### [Work instructions]
Count the lines in the entries below that contain the string "brick". Give only the number.

+++ Extracted entries

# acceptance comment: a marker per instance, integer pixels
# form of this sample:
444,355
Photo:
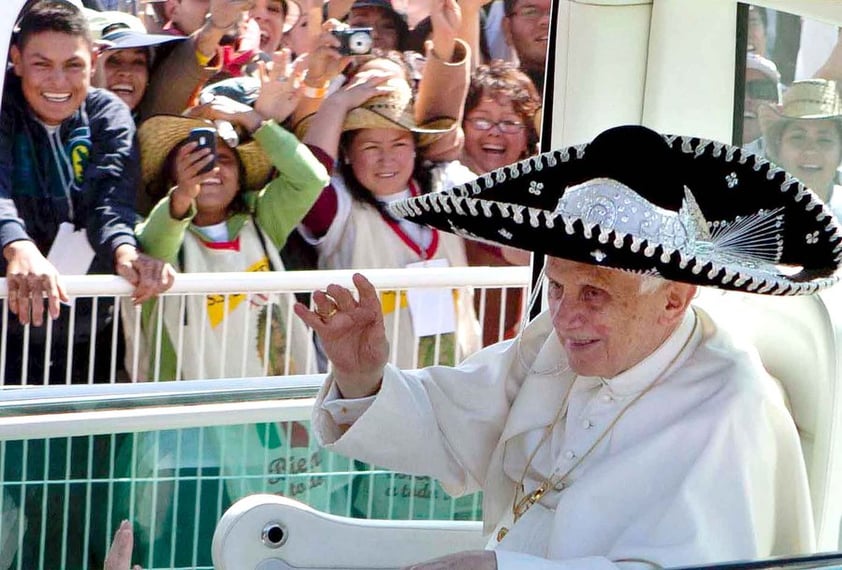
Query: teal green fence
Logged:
62,498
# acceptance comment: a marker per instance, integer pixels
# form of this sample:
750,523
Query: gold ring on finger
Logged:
325,316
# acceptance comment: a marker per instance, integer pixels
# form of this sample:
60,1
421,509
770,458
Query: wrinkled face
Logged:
219,191
382,159
605,325
384,35
811,150
125,72
269,15
504,143
527,30
189,15
55,72
760,90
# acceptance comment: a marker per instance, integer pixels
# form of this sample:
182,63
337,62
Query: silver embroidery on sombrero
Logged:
751,245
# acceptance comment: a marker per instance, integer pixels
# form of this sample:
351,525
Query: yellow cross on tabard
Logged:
216,303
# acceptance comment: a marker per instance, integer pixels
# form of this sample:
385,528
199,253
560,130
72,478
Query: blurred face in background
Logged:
269,16
811,150
125,72
382,159
495,134
385,33
298,39
756,32
189,15
527,29
760,90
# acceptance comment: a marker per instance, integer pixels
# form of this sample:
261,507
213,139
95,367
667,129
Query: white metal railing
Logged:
111,448
69,411
183,329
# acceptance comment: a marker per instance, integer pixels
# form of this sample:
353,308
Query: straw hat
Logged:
682,208
159,135
806,99
394,110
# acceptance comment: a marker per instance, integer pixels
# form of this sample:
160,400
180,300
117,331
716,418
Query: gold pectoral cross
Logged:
525,503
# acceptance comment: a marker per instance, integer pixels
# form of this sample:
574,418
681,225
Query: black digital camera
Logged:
354,41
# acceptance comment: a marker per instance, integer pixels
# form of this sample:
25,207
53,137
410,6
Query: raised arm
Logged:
444,85
323,66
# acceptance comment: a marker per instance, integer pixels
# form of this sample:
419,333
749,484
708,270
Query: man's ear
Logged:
676,301
16,57
507,31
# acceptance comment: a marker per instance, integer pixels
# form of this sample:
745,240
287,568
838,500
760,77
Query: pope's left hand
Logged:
468,560
119,556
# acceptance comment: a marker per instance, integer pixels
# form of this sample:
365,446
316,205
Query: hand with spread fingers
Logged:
30,278
353,335
279,86
149,276
119,556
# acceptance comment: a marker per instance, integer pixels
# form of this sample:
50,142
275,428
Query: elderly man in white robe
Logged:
622,427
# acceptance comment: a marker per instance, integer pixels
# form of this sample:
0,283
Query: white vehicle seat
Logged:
798,340
268,532
800,343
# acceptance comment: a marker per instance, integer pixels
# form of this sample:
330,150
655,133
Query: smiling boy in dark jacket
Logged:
68,175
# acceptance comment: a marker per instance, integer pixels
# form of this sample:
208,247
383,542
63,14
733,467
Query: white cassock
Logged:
705,467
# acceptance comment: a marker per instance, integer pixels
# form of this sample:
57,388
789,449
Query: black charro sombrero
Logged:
682,208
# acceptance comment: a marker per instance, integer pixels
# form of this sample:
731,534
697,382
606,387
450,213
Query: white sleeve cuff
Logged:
345,411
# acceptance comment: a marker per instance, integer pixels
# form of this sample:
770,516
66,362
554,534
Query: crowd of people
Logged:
317,134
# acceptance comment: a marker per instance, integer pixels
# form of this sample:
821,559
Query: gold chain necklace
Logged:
555,481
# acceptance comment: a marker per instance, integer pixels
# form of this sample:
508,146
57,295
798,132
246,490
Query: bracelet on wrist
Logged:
315,92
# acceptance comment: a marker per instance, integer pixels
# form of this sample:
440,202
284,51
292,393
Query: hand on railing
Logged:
353,335
31,277
150,276
119,556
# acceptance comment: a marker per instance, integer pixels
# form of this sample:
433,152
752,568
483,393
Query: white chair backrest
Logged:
268,532
798,339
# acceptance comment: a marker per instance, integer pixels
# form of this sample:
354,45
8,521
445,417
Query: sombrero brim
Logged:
767,233
363,118
130,39
160,134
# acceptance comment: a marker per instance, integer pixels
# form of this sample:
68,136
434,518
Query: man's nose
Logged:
57,76
569,314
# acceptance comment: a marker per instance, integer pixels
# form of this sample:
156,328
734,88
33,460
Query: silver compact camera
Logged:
354,41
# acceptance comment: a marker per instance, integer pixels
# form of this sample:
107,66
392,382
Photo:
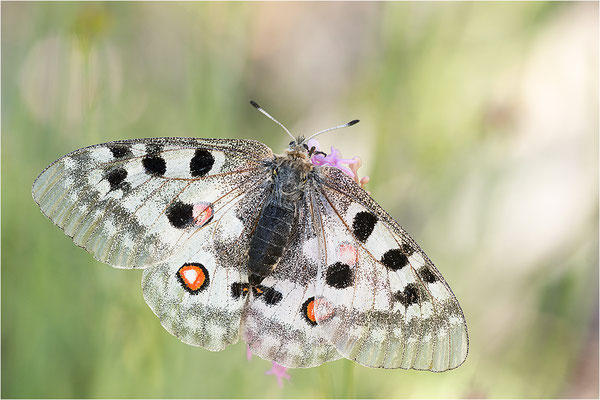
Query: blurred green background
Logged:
478,129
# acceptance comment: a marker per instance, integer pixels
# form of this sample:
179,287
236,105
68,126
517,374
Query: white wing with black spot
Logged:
279,322
136,202
380,300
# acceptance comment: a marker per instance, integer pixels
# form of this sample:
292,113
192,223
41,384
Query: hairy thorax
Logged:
279,214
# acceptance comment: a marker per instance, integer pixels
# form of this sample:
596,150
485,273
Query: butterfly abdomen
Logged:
270,239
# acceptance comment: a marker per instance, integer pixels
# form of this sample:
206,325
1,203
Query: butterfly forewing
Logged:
135,202
381,301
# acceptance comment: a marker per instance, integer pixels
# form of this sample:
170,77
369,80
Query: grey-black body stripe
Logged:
278,217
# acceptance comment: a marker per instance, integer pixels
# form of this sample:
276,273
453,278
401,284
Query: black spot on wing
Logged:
154,165
120,151
272,296
339,275
255,279
180,214
201,163
363,225
410,295
269,295
116,177
394,259
239,289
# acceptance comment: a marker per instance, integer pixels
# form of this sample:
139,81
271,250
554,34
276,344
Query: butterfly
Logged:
236,241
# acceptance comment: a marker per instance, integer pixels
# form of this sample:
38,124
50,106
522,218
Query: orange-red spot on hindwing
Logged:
193,277
202,213
308,311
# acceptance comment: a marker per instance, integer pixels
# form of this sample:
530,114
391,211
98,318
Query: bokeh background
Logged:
479,130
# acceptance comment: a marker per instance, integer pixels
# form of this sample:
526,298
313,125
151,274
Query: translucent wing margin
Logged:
198,294
133,203
381,301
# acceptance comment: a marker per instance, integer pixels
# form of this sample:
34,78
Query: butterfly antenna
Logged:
259,108
353,122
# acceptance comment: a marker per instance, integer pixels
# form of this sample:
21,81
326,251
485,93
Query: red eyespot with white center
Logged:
193,277
347,254
202,213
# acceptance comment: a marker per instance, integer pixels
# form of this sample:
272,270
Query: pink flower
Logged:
248,353
279,371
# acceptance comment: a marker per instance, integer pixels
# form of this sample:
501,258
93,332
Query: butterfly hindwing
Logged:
279,322
381,301
133,203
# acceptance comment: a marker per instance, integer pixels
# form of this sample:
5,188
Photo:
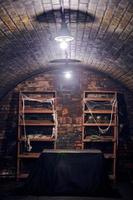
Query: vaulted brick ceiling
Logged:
103,32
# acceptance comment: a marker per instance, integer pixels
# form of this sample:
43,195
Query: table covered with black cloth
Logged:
67,172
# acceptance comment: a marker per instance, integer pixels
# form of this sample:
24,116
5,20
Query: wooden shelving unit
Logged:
37,128
100,125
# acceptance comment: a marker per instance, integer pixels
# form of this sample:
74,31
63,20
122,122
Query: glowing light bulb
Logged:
63,45
68,75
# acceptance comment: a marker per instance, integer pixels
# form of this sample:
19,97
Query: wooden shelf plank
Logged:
29,155
98,124
98,99
100,111
99,140
37,110
48,139
109,156
22,175
37,123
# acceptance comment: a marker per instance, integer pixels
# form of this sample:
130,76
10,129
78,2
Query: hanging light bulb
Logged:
63,45
68,75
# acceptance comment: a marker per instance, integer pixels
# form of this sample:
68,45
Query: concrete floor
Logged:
125,190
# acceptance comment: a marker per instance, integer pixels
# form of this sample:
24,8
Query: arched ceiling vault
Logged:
102,30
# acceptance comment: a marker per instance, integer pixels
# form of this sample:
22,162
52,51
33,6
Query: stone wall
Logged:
69,108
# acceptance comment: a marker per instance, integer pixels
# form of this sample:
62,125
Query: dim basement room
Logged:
66,99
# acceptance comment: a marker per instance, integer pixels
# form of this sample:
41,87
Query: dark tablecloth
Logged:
61,172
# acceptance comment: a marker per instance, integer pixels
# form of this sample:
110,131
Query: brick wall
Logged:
69,107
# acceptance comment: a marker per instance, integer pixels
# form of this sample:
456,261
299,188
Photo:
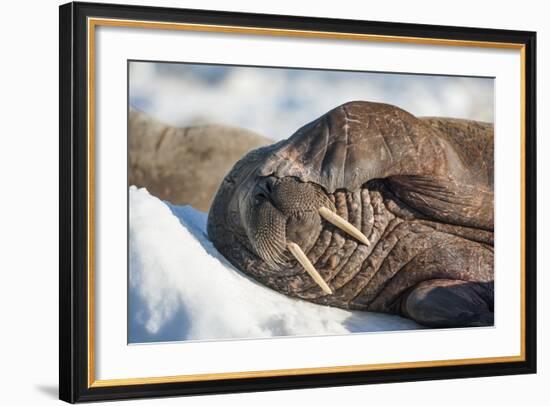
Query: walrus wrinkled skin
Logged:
417,195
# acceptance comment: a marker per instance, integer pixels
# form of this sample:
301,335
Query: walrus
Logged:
368,208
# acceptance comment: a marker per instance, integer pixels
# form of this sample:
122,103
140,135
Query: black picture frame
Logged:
74,199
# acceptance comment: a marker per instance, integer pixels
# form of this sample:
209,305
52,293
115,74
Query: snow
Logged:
275,102
181,288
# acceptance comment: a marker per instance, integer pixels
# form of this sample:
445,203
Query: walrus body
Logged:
416,200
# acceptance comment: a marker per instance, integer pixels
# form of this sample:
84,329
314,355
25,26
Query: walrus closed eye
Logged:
369,208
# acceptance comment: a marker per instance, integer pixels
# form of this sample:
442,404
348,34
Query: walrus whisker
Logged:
343,225
297,252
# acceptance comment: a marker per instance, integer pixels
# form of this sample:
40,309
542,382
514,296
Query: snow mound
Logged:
181,288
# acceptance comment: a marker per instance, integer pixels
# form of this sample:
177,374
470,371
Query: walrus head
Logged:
273,204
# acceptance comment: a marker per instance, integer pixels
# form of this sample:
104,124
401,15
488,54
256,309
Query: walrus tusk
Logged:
308,266
343,225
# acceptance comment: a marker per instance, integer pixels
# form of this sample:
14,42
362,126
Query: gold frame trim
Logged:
92,23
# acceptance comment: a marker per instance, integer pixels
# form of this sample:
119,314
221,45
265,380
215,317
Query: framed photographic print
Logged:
256,202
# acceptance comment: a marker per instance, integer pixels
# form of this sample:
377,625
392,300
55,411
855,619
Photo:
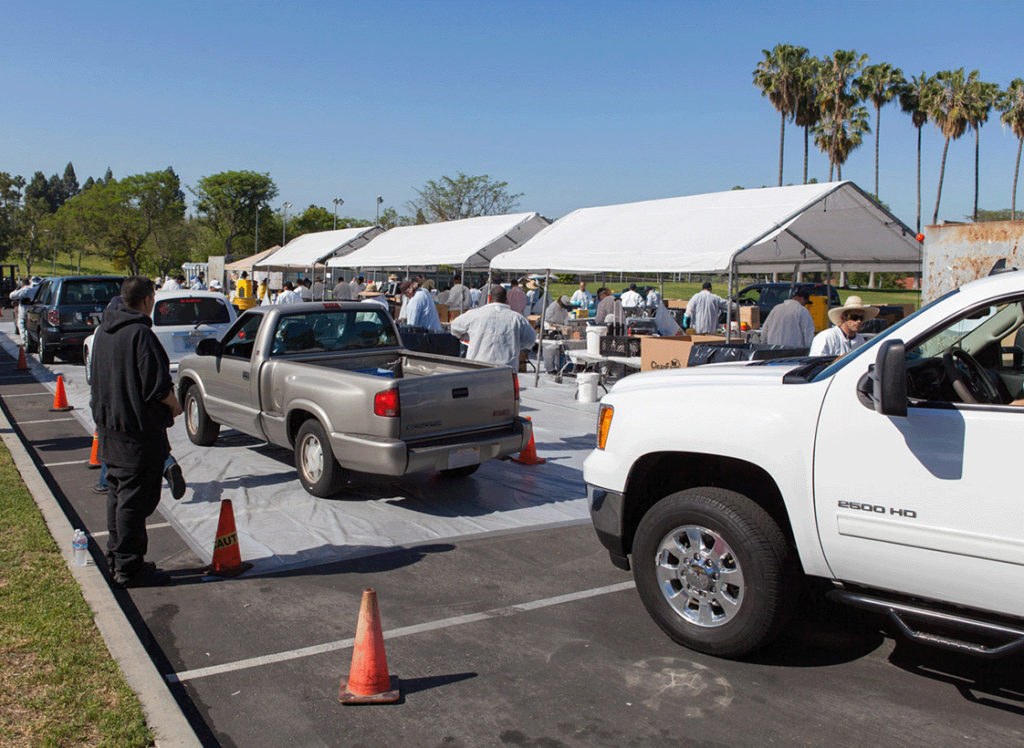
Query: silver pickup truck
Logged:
332,382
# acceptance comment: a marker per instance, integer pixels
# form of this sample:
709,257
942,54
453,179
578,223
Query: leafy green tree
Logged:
843,123
948,107
807,112
10,205
120,218
227,203
982,97
464,197
912,99
879,84
778,77
1011,104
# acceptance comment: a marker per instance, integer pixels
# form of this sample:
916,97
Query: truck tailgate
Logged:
474,400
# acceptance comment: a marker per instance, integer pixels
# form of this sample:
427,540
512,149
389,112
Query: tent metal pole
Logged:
540,342
728,306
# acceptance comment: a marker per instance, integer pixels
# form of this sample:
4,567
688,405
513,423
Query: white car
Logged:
180,320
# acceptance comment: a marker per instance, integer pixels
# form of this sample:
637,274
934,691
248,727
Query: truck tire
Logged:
715,571
318,471
458,472
202,430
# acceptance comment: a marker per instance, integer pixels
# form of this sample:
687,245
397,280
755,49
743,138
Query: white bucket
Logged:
587,386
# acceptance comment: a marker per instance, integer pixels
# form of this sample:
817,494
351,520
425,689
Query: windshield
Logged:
330,330
840,363
199,310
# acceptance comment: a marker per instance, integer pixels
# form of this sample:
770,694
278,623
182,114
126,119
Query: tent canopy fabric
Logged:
834,225
471,243
312,249
246,263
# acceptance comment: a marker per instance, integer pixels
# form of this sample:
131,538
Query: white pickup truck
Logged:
890,472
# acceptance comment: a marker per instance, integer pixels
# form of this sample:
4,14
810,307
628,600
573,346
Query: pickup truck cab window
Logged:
240,340
341,330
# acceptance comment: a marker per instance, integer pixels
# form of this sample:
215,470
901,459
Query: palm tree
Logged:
879,84
776,76
838,138
837,99
1012,106
982,97
807,112
912,97
948,106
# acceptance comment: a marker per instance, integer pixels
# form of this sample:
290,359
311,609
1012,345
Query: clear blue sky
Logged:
573,104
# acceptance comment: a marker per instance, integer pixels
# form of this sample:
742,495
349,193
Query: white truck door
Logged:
930,504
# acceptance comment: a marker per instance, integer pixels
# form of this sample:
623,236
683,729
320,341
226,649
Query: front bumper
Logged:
606,511
394,457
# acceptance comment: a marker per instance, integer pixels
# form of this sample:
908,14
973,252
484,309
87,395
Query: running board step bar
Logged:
897,612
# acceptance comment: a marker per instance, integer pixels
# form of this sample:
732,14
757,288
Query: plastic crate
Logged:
624,345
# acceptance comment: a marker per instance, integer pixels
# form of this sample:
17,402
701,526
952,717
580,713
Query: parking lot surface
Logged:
502,616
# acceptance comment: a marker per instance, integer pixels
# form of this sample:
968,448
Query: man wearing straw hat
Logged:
846,336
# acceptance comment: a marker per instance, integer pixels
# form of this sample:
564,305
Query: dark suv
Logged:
767,296
66,312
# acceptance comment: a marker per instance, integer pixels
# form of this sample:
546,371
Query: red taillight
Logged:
386,404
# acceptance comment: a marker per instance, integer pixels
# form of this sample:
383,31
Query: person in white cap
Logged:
846,336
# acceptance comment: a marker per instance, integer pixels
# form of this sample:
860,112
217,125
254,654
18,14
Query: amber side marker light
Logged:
603,424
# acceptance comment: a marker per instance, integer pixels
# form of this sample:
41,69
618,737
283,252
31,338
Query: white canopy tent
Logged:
309,250
470,244
830,226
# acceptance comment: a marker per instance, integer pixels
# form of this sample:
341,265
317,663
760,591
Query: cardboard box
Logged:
671,352
751,316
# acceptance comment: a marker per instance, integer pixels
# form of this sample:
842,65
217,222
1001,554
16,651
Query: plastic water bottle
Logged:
81,545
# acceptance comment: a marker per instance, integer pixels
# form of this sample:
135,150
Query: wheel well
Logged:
654,476
295,420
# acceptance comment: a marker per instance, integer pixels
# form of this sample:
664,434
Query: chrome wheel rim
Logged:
699,576
311,457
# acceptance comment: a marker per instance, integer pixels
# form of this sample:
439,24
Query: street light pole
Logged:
284,225
337,202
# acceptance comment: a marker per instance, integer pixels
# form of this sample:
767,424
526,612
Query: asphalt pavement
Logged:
526,638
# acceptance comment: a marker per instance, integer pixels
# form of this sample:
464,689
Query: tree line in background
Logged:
141,224
825,96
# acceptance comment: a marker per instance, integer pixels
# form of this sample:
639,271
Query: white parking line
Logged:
395,633
103,534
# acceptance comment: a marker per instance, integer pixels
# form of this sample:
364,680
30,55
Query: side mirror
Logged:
208,346
889,379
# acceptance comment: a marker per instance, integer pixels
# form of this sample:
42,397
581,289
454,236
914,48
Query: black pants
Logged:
134,493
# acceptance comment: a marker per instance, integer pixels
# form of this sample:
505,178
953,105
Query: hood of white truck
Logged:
736,374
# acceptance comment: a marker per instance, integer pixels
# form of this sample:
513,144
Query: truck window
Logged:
333,330
240,340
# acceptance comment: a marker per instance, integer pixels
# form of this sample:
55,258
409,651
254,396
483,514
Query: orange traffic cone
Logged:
369,680
226,556
94,460
59,398
528,455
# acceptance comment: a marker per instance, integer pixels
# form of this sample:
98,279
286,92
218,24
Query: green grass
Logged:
58,686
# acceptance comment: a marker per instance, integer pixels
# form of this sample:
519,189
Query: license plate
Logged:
464,457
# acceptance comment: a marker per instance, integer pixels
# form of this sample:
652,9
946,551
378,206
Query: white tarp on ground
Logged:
471,243
835,225
281,526
312,249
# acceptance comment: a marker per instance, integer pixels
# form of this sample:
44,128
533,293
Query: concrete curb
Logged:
162,710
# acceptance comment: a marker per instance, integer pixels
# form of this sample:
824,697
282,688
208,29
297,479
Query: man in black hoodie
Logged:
133,403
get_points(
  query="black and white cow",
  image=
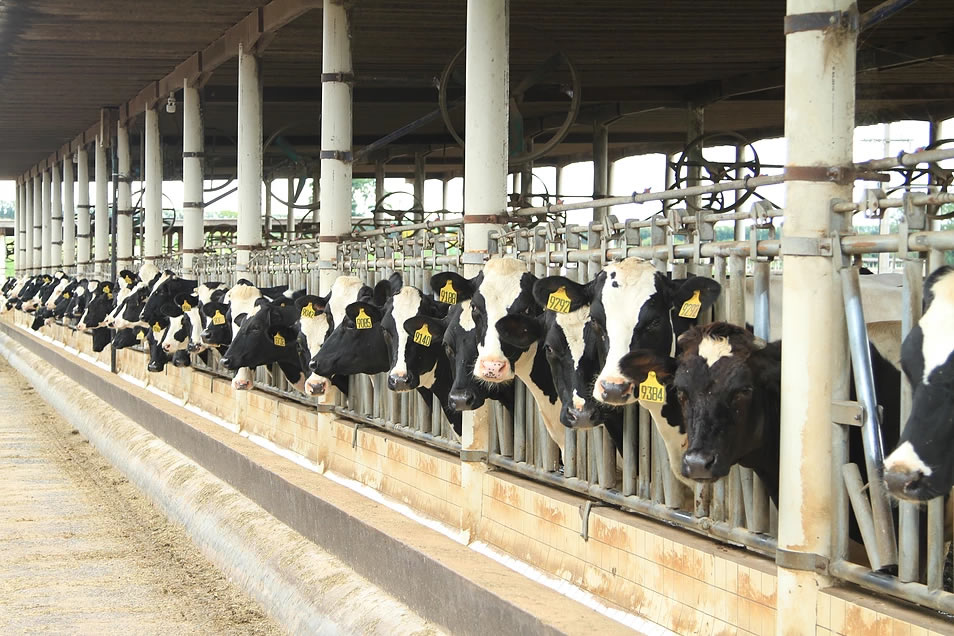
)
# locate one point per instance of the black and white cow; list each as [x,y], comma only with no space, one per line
[497,340]
[922,465]
[727,385]
[638,307]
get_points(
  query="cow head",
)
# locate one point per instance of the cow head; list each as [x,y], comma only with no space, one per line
[922,467]
[728,385]
[637,307]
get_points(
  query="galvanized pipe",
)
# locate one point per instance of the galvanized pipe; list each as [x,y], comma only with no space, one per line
[887,550]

++++++

### [Problem solution]
2